#### Directions
Put everything in the records below, from the line containing "instance of the sky" down to their end, into a numbered list, leaving out any blank lines.

#### Entries shown
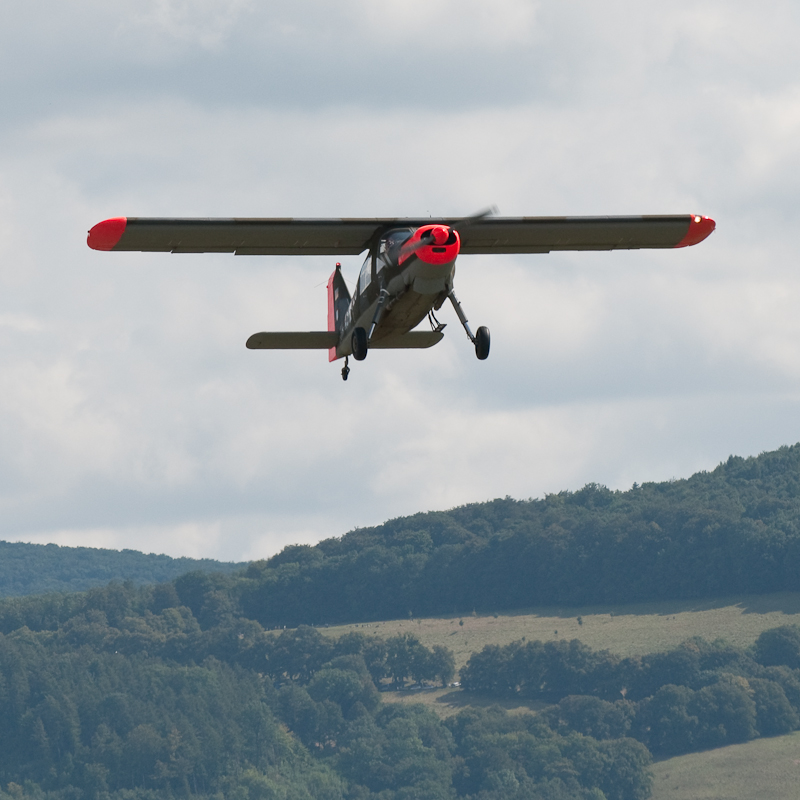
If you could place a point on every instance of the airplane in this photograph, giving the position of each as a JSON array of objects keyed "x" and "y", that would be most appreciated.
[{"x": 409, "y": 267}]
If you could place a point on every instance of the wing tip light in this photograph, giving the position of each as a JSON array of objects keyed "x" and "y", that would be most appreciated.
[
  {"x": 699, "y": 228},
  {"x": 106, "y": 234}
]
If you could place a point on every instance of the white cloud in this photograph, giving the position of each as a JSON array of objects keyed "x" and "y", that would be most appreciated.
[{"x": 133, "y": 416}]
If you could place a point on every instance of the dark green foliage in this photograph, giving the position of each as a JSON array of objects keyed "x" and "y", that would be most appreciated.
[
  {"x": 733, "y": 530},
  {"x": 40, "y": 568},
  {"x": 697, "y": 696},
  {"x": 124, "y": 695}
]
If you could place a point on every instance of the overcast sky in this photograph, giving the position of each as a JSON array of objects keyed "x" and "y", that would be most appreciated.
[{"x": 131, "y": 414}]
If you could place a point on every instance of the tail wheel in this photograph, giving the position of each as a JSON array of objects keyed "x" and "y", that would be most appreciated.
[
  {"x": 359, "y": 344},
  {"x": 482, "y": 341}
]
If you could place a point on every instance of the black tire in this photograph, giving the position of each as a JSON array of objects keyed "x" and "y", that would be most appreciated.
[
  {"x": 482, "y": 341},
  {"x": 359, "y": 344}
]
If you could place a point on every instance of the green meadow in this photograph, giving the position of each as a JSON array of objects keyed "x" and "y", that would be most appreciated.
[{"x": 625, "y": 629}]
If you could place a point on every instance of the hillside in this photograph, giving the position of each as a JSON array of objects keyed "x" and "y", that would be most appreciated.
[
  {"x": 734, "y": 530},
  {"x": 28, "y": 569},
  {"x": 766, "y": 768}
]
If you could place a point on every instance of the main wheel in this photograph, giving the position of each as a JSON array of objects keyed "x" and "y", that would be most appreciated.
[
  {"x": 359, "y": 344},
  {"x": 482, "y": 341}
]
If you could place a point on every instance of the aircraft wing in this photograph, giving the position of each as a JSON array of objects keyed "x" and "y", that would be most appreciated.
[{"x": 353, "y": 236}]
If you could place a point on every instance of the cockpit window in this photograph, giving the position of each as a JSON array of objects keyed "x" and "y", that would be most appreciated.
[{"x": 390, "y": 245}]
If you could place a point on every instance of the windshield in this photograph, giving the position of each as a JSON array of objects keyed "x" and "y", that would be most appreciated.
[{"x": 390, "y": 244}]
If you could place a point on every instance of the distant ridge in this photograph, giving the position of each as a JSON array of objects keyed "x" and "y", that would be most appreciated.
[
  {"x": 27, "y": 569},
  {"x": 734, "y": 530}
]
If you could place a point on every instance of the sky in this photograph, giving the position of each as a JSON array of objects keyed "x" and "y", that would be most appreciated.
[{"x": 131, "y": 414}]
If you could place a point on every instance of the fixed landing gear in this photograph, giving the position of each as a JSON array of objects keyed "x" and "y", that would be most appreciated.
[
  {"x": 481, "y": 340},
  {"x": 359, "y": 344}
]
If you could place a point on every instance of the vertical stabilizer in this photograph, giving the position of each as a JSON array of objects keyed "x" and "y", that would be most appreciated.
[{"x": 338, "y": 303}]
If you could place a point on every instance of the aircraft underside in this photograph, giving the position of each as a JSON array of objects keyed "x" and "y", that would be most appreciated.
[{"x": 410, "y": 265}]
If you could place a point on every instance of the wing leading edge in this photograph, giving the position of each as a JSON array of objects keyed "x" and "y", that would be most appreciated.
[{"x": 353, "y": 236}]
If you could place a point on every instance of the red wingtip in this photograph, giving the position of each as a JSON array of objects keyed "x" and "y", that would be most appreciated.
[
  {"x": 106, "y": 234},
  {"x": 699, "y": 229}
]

#### Response to the task
1. If you could place a point on every instance of the sky in this photograph, giving the position of each as a JSON array of objects keyed "x" and "y", that would be most appreciated.
2. [{"x": 131, "y": 414}]
3. If you could place a point on every instance of the fixed landing gear in this photograph, giving the position of each as a JSON array of objects keyed "x" and "y", that would be most appreciated.
4. [
5.   {"x": 481, "y": 340},
6.   {"x": 359, "y": 344}
7. ]
8. If you could place a point on every instance of the vertical stabilizer in this photograph, giving the position of each as a JSON array of objects keyed "x" and "y", that would be most appreciated.
9. [{"x": 338, "y": 303}]
10. If you could place a point on every instance of the aircraft underside in this photograph, giving the position of each as a JSON array of objects keyed "x" and "y", that would be most appreciated.
11. [{"x": 410, "y": 265}]
12. If you could place a point on every instance of the wing leading edge in this photograph, giving the position of each as a JSON array of objects keyed "x" and "y", that would be most appreciated.
13. [{"x": 353, "y": 236}]
14. If you could place a point on every instance of the red wingtip in this photograph, giving the position of each as a JSON array of objects keyed "x" and "y", that would be most appreciated.
15. [
16.   {"x": 106, "y": 234},
17.   {"x": 699, "y": 229}
18. ]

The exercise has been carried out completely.